── Provided data

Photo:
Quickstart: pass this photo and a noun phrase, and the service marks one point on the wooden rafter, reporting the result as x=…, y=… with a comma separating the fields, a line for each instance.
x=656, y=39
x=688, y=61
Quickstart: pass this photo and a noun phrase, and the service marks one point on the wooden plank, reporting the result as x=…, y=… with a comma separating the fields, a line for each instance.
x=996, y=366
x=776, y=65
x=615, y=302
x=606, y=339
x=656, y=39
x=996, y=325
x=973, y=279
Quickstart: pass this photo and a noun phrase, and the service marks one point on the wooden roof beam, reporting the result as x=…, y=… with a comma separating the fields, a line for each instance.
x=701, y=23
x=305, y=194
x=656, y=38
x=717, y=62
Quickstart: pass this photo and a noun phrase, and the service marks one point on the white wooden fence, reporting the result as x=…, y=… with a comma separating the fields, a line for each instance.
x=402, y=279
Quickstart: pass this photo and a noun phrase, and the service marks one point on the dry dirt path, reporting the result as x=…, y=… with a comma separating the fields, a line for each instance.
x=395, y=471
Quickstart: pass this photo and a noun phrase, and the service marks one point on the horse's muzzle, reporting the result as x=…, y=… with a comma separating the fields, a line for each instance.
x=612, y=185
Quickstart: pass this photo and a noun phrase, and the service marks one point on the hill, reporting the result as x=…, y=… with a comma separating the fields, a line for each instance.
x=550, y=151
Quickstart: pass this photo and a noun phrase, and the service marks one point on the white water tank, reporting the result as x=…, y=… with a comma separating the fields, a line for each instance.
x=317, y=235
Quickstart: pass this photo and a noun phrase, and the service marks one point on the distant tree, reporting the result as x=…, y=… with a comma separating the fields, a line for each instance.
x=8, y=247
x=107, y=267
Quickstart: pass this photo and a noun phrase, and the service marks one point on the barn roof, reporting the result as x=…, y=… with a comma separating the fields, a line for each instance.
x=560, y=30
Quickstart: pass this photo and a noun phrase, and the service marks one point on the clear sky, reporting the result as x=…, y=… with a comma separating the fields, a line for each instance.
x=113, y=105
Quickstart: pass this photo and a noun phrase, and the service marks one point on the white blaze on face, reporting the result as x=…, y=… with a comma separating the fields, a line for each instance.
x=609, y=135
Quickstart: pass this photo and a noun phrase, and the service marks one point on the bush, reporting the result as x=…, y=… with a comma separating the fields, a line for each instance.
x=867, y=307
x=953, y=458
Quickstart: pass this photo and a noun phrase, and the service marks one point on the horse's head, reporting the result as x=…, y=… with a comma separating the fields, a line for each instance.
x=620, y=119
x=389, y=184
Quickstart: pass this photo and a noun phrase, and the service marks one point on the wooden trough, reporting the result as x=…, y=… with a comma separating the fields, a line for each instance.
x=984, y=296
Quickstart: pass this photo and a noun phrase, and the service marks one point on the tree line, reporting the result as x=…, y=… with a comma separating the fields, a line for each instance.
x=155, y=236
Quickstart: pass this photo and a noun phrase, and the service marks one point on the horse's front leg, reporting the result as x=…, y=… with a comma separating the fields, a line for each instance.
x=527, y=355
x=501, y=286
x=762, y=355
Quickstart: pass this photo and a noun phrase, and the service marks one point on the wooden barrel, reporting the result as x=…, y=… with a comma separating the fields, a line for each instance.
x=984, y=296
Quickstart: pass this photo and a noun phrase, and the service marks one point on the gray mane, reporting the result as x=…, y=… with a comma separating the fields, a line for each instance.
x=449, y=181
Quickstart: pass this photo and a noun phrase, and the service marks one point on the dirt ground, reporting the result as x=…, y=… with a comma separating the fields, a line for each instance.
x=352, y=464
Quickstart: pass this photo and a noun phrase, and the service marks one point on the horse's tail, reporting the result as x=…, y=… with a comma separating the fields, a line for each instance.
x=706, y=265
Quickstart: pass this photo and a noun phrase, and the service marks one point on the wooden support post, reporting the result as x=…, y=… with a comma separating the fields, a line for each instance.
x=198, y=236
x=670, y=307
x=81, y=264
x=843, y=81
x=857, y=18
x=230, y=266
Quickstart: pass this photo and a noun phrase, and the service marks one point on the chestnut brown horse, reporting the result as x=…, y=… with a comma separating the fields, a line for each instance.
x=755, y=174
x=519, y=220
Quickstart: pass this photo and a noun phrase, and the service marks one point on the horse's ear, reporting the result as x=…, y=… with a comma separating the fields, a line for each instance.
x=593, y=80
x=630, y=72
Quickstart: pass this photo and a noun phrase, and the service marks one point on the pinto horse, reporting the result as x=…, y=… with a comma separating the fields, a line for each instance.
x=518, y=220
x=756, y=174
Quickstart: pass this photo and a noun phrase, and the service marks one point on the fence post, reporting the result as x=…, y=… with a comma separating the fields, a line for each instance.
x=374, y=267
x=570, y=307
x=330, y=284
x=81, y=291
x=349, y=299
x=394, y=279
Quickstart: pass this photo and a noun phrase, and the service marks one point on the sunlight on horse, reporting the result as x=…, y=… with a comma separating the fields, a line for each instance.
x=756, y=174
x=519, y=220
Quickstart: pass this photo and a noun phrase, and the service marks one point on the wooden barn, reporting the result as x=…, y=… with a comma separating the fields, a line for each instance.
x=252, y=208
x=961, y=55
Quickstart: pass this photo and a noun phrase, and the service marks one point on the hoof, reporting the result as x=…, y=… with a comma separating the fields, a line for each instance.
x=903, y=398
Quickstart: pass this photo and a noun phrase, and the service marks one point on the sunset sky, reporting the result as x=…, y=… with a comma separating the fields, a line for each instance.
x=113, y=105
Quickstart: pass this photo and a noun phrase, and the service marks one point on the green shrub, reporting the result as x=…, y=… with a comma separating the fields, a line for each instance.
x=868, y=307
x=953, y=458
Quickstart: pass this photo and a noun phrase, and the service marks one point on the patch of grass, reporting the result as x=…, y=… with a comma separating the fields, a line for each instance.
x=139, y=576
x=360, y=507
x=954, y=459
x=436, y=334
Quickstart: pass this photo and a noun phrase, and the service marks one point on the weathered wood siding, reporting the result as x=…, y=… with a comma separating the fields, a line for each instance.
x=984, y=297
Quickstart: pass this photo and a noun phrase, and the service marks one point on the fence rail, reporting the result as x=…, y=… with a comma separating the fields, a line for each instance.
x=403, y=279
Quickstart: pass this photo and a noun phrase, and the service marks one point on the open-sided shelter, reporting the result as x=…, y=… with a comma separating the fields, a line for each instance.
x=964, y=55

────
── Provided data

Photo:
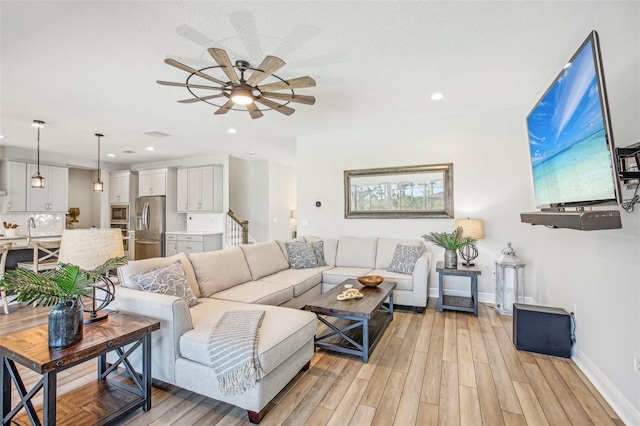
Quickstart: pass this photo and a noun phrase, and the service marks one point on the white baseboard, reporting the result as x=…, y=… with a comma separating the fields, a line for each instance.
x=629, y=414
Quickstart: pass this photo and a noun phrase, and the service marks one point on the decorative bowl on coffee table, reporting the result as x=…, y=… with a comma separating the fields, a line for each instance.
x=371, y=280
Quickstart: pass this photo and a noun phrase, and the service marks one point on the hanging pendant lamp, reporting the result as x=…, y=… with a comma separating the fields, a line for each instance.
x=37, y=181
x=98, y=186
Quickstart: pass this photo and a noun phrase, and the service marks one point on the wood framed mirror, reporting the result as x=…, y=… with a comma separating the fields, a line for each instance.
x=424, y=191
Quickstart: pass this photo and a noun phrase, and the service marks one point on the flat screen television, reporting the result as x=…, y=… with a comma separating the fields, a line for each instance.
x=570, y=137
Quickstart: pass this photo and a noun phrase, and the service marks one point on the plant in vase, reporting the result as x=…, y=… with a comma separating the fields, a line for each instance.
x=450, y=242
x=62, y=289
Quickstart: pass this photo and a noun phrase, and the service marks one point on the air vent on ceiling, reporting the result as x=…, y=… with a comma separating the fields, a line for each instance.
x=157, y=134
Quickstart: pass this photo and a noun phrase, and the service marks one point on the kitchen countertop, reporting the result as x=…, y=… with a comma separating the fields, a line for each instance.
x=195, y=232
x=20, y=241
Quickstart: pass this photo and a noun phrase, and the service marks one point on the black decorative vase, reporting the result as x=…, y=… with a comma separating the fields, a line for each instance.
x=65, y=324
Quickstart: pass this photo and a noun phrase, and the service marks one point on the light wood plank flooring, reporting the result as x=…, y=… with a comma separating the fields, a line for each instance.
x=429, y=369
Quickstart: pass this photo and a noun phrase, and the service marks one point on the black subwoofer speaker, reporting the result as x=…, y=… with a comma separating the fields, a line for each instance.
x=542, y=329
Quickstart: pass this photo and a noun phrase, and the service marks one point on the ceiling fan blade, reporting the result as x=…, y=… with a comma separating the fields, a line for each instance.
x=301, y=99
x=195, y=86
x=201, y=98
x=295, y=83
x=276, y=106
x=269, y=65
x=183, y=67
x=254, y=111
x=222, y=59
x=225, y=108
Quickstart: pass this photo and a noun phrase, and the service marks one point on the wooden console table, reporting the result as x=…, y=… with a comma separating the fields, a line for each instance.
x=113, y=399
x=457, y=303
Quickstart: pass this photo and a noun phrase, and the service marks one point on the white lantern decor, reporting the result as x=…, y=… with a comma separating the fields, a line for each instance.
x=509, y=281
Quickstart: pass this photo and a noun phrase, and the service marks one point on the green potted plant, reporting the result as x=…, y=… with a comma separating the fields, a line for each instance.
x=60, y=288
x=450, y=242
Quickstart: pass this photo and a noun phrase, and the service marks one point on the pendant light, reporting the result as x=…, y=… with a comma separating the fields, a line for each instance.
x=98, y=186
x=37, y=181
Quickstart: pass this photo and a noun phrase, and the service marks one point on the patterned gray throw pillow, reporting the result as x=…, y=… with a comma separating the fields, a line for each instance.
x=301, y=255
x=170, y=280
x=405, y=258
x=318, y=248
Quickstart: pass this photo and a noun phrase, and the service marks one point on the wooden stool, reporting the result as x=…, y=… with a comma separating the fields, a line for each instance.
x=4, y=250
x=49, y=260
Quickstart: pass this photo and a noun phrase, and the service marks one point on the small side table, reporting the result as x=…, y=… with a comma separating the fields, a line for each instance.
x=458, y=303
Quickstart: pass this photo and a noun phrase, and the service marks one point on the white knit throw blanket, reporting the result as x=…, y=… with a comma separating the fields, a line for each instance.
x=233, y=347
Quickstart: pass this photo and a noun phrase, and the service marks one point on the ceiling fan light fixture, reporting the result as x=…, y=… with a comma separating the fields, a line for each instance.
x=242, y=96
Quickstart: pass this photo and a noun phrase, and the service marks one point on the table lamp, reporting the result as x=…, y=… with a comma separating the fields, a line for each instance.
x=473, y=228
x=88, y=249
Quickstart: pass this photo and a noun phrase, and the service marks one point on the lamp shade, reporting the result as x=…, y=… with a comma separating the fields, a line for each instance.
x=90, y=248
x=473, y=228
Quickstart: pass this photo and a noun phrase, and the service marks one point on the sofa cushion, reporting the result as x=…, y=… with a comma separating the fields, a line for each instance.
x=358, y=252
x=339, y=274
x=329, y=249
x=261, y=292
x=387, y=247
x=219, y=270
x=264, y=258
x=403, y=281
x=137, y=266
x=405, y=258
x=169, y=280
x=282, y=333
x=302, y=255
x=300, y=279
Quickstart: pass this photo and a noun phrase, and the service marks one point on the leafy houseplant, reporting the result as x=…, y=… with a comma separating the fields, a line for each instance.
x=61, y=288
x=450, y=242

────

* **Task requirements**: Lay out, as a Markdown table with the columns Row and Line, the stretch of the items from the line that contains "the black decorative" through the line that contains "x=509, y=281", giving each line a row number and leaving out blank lines.

* **Solution to the exercise**:
| Row | Line |
|---|---|
| 1 | Quickstart: pass this photo and a noun phrase, and the service marks one point on the black decorative vase, reporting the result as x=…, y=… with a comma separating the fields, a line for each instance. |
| 2 | x=65, y=324 |
| 3 | Quickstart: pass this photo and a noun phrase, and the service marks one point on the light wood plank flooring, reporting the result as x=…, y=… with a comma separating the fields, a line for each instance. |
| 4 | x=429, y=369 |
| 5 | Quickstart: pass this photo and a noun phrase, and the service marks one point on the black subwoofer speaker, reporting the result as x=…, y=… with a comma separating the fields, a line for each instance. |
| 6 | x=542, y=329 |
| 7 | Quickstart: pass this photo and a noun phrase, and the service marks one point on the ceiling fan blade, reporting the result as x=…, y=… with a comma separating the fields, a line for each instance. |
| 8 | x=301, y=99 |
| 9 | x=195, y=86 |
| 10 | x=201, y=98 |
| 11 | x=295, y=83 |
| 12 | x=276, y=106 |
| 13 | x=269, y=65 |
| 14 | x=183, y=67 |
| 15 | x=254, y=111 |
| 16 | x=222, y=59 |
| 17 | x=225, y=108 |
| 18 | Quickstart: pass this photo and a noun phrase, and the service marks one point on the wooden console table, reporting the result as x=…, y=… with a comma separating the fields, a line for each instance. |
| 19 | x=113, y=399 |
| 20 | x=457, y=303 |
| 21 | Quickstart: pass this photo and a noun phrase, and the service marks one point on the white lantern decor, reporting the result as x=…, y=… with a comma separating the fields, a line for each instance. |
| 22 | x=509, y=281 |